=== Input for this task ===
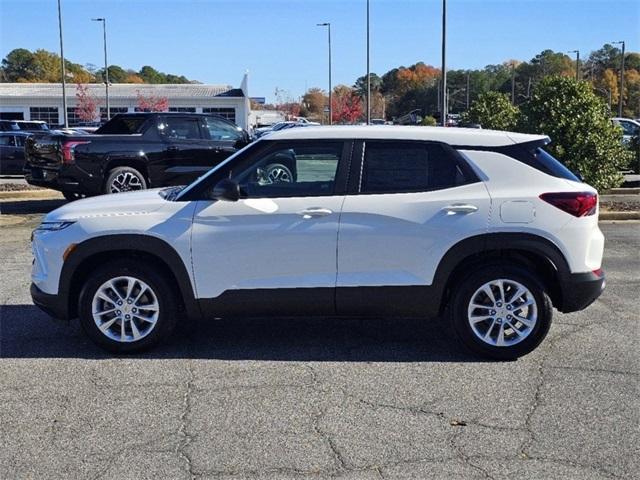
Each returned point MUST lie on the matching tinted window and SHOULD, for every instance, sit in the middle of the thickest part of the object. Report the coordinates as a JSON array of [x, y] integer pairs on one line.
[[176, 128], [7, 140], [123, 125], [407, 167], [220, 130], [291, 171]]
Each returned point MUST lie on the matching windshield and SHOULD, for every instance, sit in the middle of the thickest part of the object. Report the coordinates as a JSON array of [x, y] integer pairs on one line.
[[203, 178], [123, 125]]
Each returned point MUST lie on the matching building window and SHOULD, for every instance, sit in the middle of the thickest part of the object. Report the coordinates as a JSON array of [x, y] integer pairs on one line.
[[46, 114], [228, 113], [113, 111]]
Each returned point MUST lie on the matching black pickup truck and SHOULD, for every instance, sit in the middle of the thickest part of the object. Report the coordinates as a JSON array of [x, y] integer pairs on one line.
[[132, 152]]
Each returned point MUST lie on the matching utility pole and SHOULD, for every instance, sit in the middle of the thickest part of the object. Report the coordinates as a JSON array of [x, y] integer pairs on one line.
[[368, 73], [64, 73], [443, 105], [577, 52], [620, 97], [513, 84], [468, 91], [106, 65], [328, 25]]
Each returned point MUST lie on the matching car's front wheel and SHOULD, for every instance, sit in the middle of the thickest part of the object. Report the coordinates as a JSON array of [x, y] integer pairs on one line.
[[501, 312], [127, 306]]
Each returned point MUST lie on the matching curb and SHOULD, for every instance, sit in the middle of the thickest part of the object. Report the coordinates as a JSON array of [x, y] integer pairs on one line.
[[31, 195], [619, 215]]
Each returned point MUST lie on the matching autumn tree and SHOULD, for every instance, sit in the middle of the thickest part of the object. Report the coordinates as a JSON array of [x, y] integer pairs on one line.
[[346, 105], [86, 104], [152, 103]]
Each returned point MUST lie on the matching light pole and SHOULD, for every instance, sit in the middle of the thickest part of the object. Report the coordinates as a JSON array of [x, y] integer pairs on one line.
[[443, 98], [577, 52], [106, 65], [328, 25], [64, 73], [368, 72], [621, 42]]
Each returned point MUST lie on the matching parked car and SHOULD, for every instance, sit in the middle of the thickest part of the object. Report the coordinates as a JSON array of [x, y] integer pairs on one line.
[[25, 125], [12, 152], [630, 128], [133, 151], [395, 221]]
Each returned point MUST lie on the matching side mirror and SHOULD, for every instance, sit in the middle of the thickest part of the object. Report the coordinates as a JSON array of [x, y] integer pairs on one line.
[[226, 189]]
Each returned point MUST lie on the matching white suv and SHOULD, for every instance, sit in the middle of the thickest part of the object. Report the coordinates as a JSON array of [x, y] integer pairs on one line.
[[483, 226]]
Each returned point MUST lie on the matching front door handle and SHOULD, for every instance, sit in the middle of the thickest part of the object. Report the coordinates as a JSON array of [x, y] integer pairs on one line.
[[460, 208], [315, 212]]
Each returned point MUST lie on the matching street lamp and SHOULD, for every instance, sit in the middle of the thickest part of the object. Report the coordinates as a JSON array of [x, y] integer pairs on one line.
[[621, 42], [443, 99], [577, 52], [328, 25], [64, 73], [106, 67]]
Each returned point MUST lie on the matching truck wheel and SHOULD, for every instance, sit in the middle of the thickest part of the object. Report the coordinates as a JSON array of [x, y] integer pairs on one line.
[[124, 179], [71, 196], [127, 306], [277, 172], [501, 312]]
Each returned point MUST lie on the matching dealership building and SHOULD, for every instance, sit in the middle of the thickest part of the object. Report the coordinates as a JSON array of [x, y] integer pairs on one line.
[[43, 101]]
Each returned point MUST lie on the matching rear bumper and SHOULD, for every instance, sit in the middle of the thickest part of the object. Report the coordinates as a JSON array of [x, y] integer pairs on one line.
[[53, 305], [66, 179], [581, 290]]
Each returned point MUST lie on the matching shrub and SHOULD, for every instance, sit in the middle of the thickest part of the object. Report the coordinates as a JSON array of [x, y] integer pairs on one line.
[[583, 136], [492, 110]]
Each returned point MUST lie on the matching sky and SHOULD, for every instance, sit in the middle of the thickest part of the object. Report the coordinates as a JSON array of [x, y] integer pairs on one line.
[[279, 44]]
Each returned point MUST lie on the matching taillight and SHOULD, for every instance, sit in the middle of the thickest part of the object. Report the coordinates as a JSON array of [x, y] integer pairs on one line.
[[578, 204], [68, 151]]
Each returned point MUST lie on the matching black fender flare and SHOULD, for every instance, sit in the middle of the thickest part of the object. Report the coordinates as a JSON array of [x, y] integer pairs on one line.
[[133, 243]]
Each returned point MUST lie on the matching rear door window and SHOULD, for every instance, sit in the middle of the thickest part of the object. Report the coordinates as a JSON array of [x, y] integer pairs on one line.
[[402, 167]]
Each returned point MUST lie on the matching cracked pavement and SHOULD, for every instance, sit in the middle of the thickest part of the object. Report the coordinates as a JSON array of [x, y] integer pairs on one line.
[[309, 398]]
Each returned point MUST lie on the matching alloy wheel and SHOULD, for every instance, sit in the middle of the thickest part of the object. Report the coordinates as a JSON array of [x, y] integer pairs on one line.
[[126, 182], [502, 312], [125, 309]]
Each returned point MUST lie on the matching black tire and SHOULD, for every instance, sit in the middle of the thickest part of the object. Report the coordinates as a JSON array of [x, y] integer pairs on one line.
[[279, 172], [468, 288], [161, 292], [71, 196], [124, 179]]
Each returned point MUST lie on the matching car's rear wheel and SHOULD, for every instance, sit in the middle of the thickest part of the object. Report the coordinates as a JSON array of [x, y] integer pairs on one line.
[[501, 312], [125, 179], [127, 307]]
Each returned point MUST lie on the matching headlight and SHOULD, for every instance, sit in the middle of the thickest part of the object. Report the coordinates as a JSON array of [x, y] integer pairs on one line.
[[53, 226]]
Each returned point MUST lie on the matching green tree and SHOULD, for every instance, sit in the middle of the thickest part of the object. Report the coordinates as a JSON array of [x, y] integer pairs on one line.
[[20, 66], [493, 110], [583, 136]]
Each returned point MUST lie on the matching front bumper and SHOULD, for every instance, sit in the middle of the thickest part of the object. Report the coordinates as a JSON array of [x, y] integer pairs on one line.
[[53, 305], [582, 289]]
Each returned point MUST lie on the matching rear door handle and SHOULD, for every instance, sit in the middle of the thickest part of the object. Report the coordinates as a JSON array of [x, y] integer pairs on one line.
[[315, 212], [460, 208]]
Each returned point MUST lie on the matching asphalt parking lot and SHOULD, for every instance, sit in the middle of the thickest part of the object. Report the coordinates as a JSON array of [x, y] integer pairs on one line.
[[306, 398]]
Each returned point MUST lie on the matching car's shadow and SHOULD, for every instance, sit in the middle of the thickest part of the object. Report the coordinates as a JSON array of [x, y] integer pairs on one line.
[[26, 332], [25, 207]]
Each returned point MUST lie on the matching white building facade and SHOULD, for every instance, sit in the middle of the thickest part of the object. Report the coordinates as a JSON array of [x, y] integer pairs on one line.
[[43, 101]]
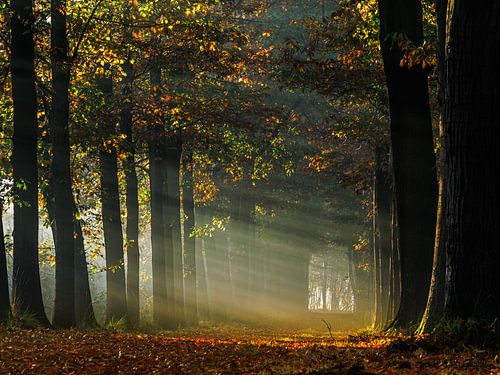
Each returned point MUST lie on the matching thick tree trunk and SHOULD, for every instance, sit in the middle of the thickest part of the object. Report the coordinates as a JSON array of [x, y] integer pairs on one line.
[[472, 160], [84, 310], [116, 302], [4, 278], [189, 240], [64, 303], [413, 156], [131, 196], [173, 160], [435, 303], [26, 289]]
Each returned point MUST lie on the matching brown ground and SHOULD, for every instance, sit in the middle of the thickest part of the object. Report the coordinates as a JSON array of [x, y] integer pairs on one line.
[[230, 351]]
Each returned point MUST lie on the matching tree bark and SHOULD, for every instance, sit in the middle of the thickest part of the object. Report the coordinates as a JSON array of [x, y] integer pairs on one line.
[[377, 306], [116, 303], [4, 278], [64, 303], [435, 302], [26, 288], [191, 311], [383, 197], [131, 197], [201, 263], [172, 168], [472, 160], [84, 310], [158, 246], [413, 156]]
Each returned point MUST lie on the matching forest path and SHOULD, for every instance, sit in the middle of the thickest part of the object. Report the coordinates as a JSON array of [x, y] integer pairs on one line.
[[229, 350]]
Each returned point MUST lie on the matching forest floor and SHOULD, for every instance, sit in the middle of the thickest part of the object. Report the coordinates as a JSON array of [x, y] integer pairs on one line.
[[232, 350]]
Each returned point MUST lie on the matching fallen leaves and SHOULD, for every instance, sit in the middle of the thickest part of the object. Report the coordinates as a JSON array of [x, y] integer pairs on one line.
[[226, 351]]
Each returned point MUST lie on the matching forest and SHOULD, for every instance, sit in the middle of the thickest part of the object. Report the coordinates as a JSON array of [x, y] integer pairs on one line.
[[249, 186]]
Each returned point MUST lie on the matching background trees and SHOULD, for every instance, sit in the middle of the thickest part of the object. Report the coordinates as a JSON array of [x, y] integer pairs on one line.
[[263, 157]]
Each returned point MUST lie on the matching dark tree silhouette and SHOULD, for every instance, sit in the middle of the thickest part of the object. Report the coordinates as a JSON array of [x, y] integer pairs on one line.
[[472, 160], [413, 155], [4, 279], [116, 303], [64, 304], [26, 290]]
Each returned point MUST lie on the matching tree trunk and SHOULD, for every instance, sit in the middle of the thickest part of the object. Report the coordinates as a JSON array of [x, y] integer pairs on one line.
[[383, 197], [472, 160], [377, 310], [64, 303], [413, 156], [201, 267], [4, 278], [131, 197], [158, 237], [189, 240], [26, 289], [395, 287], [84, 310], [435, 302], [173, 160], [116, 303]]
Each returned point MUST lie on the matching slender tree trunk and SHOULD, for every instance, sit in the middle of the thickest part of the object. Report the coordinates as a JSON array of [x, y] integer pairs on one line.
[[158, 239], [84, 310], [377, 313], [435, 302], [4, 278], [116, 302], [215, 281], [64, 304], [131, 193], [201, 263], [414, 159], [26, 289], [173, 160], [131, 196], [383, 197], [472, 160], [247, 213], [395, 293], [190, 305]]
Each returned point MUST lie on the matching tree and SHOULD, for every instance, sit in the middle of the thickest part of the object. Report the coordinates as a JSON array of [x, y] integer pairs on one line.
[[132, 203], [64, 305], [413, 153], [190, 290], [26, 290], [4, 279], [472, 161], [84, 310], [435, 302], [116, 303]]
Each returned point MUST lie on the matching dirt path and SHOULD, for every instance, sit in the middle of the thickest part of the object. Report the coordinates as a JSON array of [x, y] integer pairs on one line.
[[227, 351]]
===
**Task objective**
Reproduce the entries from the beginning up to and including the line with "[[203, 178], [123, 125]]". Omit the pictures from your answer.

**Written answer**
Each returned point MUST lie on the matching tinted window and SHOULD, for every instance, sit in the middle of the thickest part of the object. Report the coordinates as a JSON array of [x, y] integer pairs on one line.
[[176, 128], [7, 140], [123, 125], [407, 167], [220, 130], [291, 171]]
Each returned point MUST lie on the matching windshield and SHOULD, for every instance, sit in the middle of the thickest part of the object. Report the coordinates as a JSON array of [x, y] integer pairs on one line.
[[203, 178], [123, 125]]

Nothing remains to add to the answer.